Task to complete >> Carry on the piece about Pope Benedict XVI's encyclical Charity in Truth, picking up after its final sentence.

Excerpt >>
Entitled Caritas in veritate, in English, Charity in Truth, the text - compiled with the input of several experts - was given final approval when the Pope signed it last week.

Traditionally, encyclicals are the most authoritative documents a pope can issue. The Vatican has said Benedict had been working on the encyclical since 2007, but held back on issuing it so that he could update it to reflect the global economic crisis.

And in the text of Charity in Truth, the 82-year-old pontiff deals with some of the finer points of global trade, financial speculation on the investment markets, food security and intellectual property rights.

Stressing what he sees as the injustices of globalized, transnational capitalism, Benedict pinpoints the practice of "outsourcing," whereby companies obtain product components or services from suppliers located in areas with lower labour costs.

Such business arrangements "can weaken the company's sense of responsibility," towards "the workers, the suppliers, the consumers, the natural environment."

Instead, those who benefit are company shareholders "who are not tied to a specific geographical area," the pontiff writes, stressing that businesses have to show "greater social responsibility."

While recognizing that development based on economic growth has brought benefits, this process continues to be "weighed down by malfunctions and dramatic problems."

Among the chief evils of the global economy, the pontiff includes "badly managed and largely speculative financial dealing," the forces that propel "large scale migration of people," and the "unregulated exploitation of the earth's resources."

Benedict notes that, in rich countries, parts of society are succumbing to poverty, while in poor nations some elites enjoy the benefits of "super-development of a wasteful and consumerist kind."

Whilst the current global crisis has had a devastating impact on millions of people, it also offers an opportunity "to replan our journey, set ourselves new rules and to discover new forms of commitment," according to Benedict.

Benedict has written three encyclicals in his four years as Pope including Deus caritas est (God is Love) in 2006 and Spe salvi (Saved by Hope) in 2007.

Leaders from the Group of Eight - the United States, Japan, Germany, France, Britain, Italy, Canada and Russia - on Wednesday are scheduled to begin three days of talks in the central Italian city of L'Aquila in Rome.





First thoughts:

What the initial 'summaries' have failed to emphasize enough is that Benedict VXI devotes two of the encyclical's five chapters to a discussion of Paul VI's Populorum progressio and how his predecessor "illuminated the great theme of development of peoples with the splendor of truth and the gentle light of Christ's charity".

In the Introduction, Benedict XVI is very explicit about honoring Paul VI in this respect:


At a distance of over forty years from the Encyclical's publication, I intend to pay tribute and to honour the memory of the great Pope Paul VI, revisiting his teachings on integral human development and taking my place within the path that they marked out, so as to apply them to the present moment.

This continual application to contemporary circumstances began with the Encyclical Sollicitudo Rei Socialis, with which the Servant of God Pope John Paul II chose to mark the twentieth anniversary of the publication of Populorum Progressio.

Until that time, only Rerum Novarum (Pope Leo XIII's had been commemorated in this way. Now that a further twenty years have passed, I express my conviction that Populorum Progressio deserves to be considered “the Rerum Novarum of the present age”, shedding light upon humanity's journey towards unity.

Extracted information >>
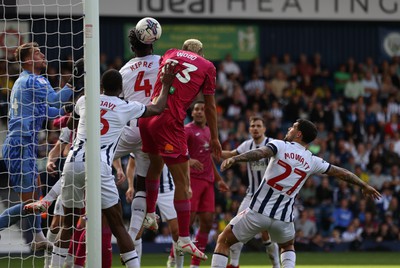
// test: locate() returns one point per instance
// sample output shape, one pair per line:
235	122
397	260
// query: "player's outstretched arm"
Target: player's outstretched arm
226	154
352	178
250	156
167	77
210	111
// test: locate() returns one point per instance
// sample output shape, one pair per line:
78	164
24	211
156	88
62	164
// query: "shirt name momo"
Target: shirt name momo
141	64
108	105
298	158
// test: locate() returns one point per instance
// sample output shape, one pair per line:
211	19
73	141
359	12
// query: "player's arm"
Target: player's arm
222	186
210	111
347	176
252	155
227	154
167	77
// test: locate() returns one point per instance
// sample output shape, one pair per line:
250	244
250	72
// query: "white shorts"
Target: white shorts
165	203
249	223
58	208
73	185
73	188
245	203
130	142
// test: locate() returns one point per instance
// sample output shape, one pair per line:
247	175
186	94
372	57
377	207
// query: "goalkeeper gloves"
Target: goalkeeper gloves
77	80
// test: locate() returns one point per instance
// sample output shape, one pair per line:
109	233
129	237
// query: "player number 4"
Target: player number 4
273	182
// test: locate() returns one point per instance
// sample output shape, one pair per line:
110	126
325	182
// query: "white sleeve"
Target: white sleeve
320	165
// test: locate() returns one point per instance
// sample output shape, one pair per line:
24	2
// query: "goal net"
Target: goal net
57	26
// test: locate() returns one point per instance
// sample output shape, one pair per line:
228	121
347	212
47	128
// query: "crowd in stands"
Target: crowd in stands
356	107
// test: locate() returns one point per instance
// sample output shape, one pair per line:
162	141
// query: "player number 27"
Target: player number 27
273	182
184	75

Result >>
I found this a memorable synthesis of the encyclical itself:

Caritas in veritate is the principle around which the Church's social doctrine turns, a principle that takes on practical form in the criteria that govern moral action.... in particular, justice and the common good. (No. 6)

...Only in charity, illumined by the light of reason and faith, is it possible to pursue development goals that possess a more humane and humanizing value.

The sharing of goods and resources, from which authentic development proceeds, is not guaranteed by merely technical progress and relationships of utility, but by the potential of love that overcomes evil with good (cf Rom 12:21), opening up the path towards reciprocity of consciences and liberties.
(No. 9)


There will be no lack of commentators, expert or otherwise, who will critique the Pope's analysis of globalization and the current structures of finance and economy, but if they are secular, they will most likely ignore the Pope's conclusion that reiterates the basic message of his Pontificate to mankind - the primacy of God in everything and to all men, and the universal reciprocal practice of love as its best expression:


Development needs Christians with their arms raised towards God in prayer, Christians moved by the knowledge that truth-filled love, caritas in veritate, from which authentic development proceeds, is not produced by us, but given to us.

For this reason, even in the most difficult and complex times, besides recognizing what is happening, we must above all else turn to God's love.

Development requires attention to the spiritual life, a serious consideration of the experiences of trust in God, spiritual fellowship in Christ, reliance upon God's providence and mercy, love and forgiveness, self-denial, acceptance of others, justice and peace.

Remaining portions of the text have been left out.